_Exercise task 1:_
Which lines in the rows below contain the word "believe"? Copy each of them.
_Exercise task 2:_
Continue the passage below on Python threading pitfalls, starting after its last sentence.

_Text segment:_
You can only call thread.start() once.
You can call thread.join() multiple times but…
It will error when calling thread.join() on itself, i.e., you can’t join a thread on itself because it will create a deadlock.
You can’t call thread.join() on a thread that has not started — causes a runtime error.

Stopping threads is tricky.

Threads can cause your program to freeze. Once you start a thread, it does NOT stop until it is completed or runs into an unhandled error — even if the process tries to exit (shutdown the program), the thread keeps running and prevents the exit (unless it is a daemon thread).
Daemon threads don’t freeze your program — you can exit the current thread, and if the daemon thread is the only thing alive, the Python will kill, but this may cause memory leaks (DB connections, etc., won’t be cleaned).

Threads don’t start and stop when you want them to but when they can.

thread.start() does NOT immediately execute the function passed into the thread — it attempts to find a free thread, but if all the process’s threads are busy, it waits for them to be free.
thread.is_alive() will return False even if the thread is not freed (after the code is run, the thread needs to be cleaned up and waits to do so). Be careful if you want to reuse that same CPU thread to run a different piece of code or if you want to immediately start another job thinking you have a thread that is free.

You can’t rely on Python to gracefully handle errors in threads.

Unhandled errors thrown in child threads will be silent unless you catch them or use threading.excepthook (in the parent) to listen for errors.
threading.excepthook will not be called when a system kill message is sent i.e. when the program is abruptly closed.
Errors in threading.excepthook will be sent to the System errors handler, so make sure to set that up if you want to do complex logging/alerting in excepthook.
Delete the trace and error objects in excepthook, don’t pass them around or you will get a circular dependency and eventually a memory leak.
Start/Run/Join don’t propagate exceptions thrown within the thread.

Debugging threads can be hard; don’t treat errors in threads like regular errors.

Threads share the same memory but NOT the same callstack — error traces will be available but out of context in threading.excepthook. The error traces won’t show who started the thread, only what function the thread ran and where the error occurred in that function.
Once the thread throws an error, it goes through the clean-up process. This means you won’t have access to actual objects (or any other objects from within the thread) that caused the error when you handled the error in excepthook.
Race conditions are a pain — this bug occurs when two threads try to access the same resource, and the order of their access is completely random, resulting in unpredictable states. Imagine a banking app that uses two separate threads for deposits and withdrawals. If a customer decides to deposit and withdraw at the same time but these two threads are not synchronized with each other (e.g., do deposits first always), the customer can end up with a negative balance. This is what locks are meant to solve, but it is very hard to detect race conditions since the outcome is so random — you have to wait until something goes wrong.

_Provided data:_
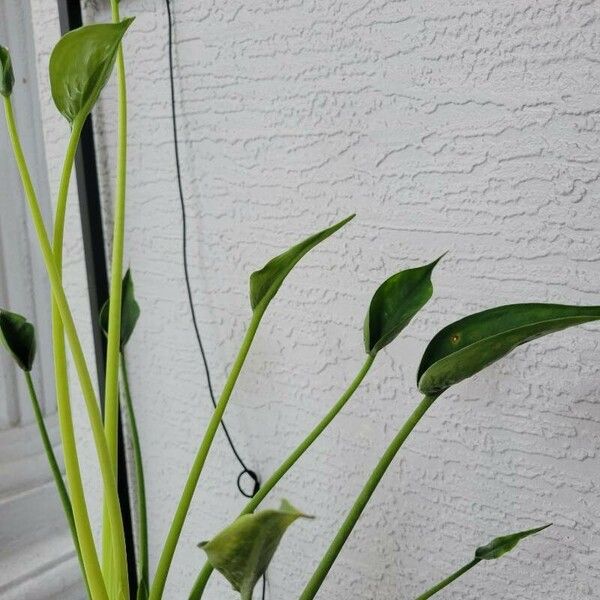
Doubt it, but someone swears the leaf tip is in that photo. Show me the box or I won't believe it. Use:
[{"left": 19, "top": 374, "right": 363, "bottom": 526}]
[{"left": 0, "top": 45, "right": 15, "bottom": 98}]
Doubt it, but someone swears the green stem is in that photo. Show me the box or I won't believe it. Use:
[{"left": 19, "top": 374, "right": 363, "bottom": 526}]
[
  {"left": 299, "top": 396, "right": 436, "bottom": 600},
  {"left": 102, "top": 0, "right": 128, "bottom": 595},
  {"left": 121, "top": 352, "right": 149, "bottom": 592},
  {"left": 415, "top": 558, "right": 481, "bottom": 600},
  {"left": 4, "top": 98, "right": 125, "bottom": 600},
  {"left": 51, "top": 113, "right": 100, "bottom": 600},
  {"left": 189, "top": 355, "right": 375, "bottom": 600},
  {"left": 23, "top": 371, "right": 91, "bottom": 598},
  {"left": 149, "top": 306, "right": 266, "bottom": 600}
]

* * *

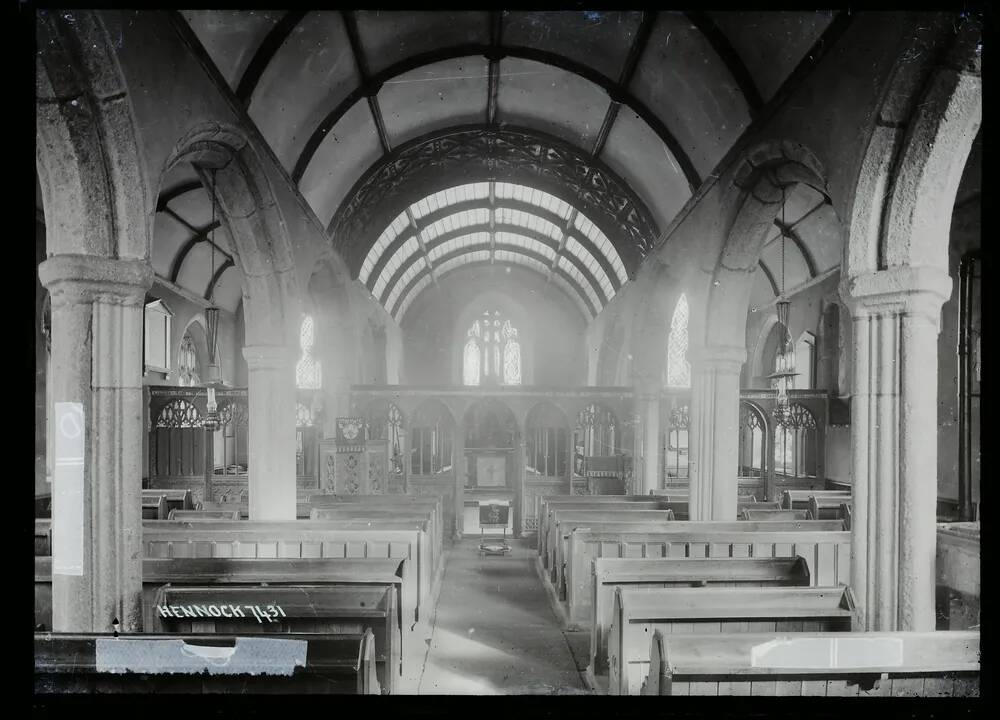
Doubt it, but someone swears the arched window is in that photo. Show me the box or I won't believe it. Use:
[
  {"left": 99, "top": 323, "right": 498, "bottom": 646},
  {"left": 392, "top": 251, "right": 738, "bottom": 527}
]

---

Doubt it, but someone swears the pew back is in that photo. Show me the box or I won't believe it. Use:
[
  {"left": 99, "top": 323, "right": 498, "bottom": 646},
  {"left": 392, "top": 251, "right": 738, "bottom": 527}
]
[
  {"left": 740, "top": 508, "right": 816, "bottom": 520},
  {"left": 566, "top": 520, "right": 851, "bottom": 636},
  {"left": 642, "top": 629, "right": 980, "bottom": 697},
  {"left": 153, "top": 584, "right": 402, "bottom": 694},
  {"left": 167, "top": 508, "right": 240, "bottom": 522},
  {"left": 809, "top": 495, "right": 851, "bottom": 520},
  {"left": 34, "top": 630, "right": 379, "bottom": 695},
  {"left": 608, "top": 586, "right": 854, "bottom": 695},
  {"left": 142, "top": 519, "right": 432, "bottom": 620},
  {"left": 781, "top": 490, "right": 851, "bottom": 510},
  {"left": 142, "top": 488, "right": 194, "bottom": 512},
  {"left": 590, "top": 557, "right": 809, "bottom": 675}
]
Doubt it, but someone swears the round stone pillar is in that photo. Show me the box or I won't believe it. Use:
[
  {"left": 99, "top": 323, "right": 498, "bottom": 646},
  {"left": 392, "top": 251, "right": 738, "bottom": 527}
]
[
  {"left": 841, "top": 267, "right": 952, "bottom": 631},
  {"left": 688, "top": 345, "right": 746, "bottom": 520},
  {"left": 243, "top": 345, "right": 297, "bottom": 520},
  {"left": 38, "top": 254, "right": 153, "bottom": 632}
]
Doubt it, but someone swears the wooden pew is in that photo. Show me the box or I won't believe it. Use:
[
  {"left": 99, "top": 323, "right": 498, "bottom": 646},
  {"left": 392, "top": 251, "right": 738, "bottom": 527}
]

_Written answer 1:_
Doubt it, but someone swears the leaf tip is in that photo. Show me the box or I won't believe it. Use:
Doubt it, but someone swears the green stem is in that photo. Show me the box or I won't believe it. Use:
Doubt it, but someone swears the arched window is in that photo. Show me the box or I won't believe it. Use:
Doubt it, but someone swears the pew back is in that photo. Show me the box or I won't believe it. Use:
Doubt it, but someone swears the round stone pillar is in that photo. Show me the box or I won't believe it. Use:
Doubt it, but someone swears the wooden pew is in that photo. Show me the box or I won't believe it. Use:

_Written answer 2:_
Forgetting that threads need thread-safe objects to avoid race conditions and data corruption.

It is easy to pass objects into threads and start changing them without realizing that other threads may depend on this object. Before you pass anything into a thread, remember to ask yourself what you will do to it.

Forgetting to release locks — deadlocks.

Every call to acquire() should have a mirror call to release(). This is very easy to forget. A good coding habit is to never write one of these methods alone — always write them together, even if you don’t know when you call the other method.

What is a thread?

A thread is a semi-isolated stream of operations — a single worker at a factory is a thread. They can do work without supervision, but since they work in the factory, they have to share the same resources as everyone else in the factory. Threads share memory with the parent thread that created them and their sibling threads. The call stack, the series of functions executed by the thread, is unique and separate for each thread — this means you won’t be able to find where the thread was started using the error trace, only what function the thread executed.

What is multithreading?

Multithreading is an approach to solving problems by splitting them into multiple independent execution paths. Imagine a worker at a car factory; that worker can do everything to build the car, or we can have multiple workers, each building different parts of the car separately and then putting them together. The latter approach is more efficient under certain circumstances. Multithreading is just that, using more workers (threads) to do a task concurrently (together but not at the same time).

But don’t just use multithreading everywhere. It is more expensive resource-wise, and the code is more complex. Knowing when to use multithreading is 80% of the journey. Once you know, creating and managing threads is quite easy. Even synchronizing them can be simple with the correct mental model.

How does multithreading differ from multiprocessing?

Suppose a thread is a worker at a factory. A process is the factory. It is an isolated stream of operations and resources that contains at least one thread.

Multithreading

Belongs to one process.
Semi-isolated — Shares the same memory as other threads in the process.
Separate callstack/Isolated execution context — separate function callstack.
Semi-parallel — Limited by Global Interpreter Lock (GIL), all threads share the same Python interpreter, so only one thread can be executed by the CPU at a time.
Resilient — Errors can only take down the thread they occur in. The process continues and can create more threads.
Shared memory — Threads can share variables with each other, which makes communication between them easier. Only threads within the same process.

Multiprocessing

Autocephalous — Does not belong to another process.
Parrallel— Each process has its own GIL, so each process can be run in parallel on the CPU.
Error-prone — If an error is unhandled, it takes down the entire process.
Isolated — Has its own memory space and callstack.
Hard communication — Have to use IPC, HTTP, Pickling, created shared memory, or another mechanism to communicate between processes.

When should I use threads vs processes?

I/O heavy tasks — reading and writing to/from disk, DB, network, etc. where there is a lot of waiting.
Error-prone tasks — it is cheap and easy to restart threads, and one thread failing won’t take down the entire process. If you have a task that fails unpredictably, run it in a separate thread.
Communication heavy — if you have a task that relies a lot on moving data from one worker to another using threads, the savings in latency by communicating via shared memory will overcome the latency of GIL.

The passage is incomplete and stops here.